_What to work on_. Turn everything below from the line containing "Where can the person in black" down to the line containing "[[132, 324]]", both included, into a Markdown table with the columns Row and Line. Number each line in Row and leave out blank lines.

== == ==

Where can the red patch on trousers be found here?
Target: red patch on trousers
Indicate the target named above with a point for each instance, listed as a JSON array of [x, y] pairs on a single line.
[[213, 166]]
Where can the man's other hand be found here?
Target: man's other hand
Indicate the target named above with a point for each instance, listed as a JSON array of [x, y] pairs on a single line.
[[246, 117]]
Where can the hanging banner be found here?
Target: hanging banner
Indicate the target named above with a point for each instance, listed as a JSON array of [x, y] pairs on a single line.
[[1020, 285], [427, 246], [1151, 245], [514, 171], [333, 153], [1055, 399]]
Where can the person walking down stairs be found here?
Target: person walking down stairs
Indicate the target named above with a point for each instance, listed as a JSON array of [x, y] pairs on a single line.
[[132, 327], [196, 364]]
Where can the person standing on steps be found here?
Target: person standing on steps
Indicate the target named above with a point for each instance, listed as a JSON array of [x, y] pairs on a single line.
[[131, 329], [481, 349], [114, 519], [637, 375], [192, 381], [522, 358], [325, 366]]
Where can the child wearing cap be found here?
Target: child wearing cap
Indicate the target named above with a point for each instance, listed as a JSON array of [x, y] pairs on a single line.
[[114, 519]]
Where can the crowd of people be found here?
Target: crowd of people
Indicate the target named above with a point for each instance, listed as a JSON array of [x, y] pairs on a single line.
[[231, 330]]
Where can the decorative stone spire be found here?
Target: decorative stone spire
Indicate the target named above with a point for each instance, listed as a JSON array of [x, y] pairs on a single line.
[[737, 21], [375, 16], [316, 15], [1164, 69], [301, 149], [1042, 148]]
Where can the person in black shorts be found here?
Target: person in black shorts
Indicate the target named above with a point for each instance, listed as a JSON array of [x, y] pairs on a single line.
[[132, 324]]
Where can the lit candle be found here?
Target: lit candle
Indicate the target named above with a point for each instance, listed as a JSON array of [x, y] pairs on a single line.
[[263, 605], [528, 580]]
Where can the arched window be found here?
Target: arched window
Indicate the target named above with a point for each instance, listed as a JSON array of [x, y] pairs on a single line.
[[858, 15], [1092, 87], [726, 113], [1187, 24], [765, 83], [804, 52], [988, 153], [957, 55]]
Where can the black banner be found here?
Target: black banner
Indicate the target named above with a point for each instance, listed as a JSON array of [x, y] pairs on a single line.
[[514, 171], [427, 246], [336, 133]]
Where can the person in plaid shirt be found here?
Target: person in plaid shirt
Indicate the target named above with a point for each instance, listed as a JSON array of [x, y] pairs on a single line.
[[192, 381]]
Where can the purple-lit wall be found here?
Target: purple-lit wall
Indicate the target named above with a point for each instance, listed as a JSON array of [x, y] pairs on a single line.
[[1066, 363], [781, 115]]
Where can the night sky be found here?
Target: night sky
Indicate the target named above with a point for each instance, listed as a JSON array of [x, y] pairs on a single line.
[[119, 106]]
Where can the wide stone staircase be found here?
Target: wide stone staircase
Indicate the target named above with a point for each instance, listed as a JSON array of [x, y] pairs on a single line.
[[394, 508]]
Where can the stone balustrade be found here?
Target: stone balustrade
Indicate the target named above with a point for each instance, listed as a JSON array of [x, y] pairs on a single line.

== == ==

_Exercise solution_.
| Row | Line |
|---|---|
| 1 | Where can the person in black shorts be found here? |
| 2 | Target: person in black shorts |
| 3 | Indicate the target named above with a point for each instance, listed as a JSON array of [x, y] pairs on a single line. |
| 4 | [[132, 324]] |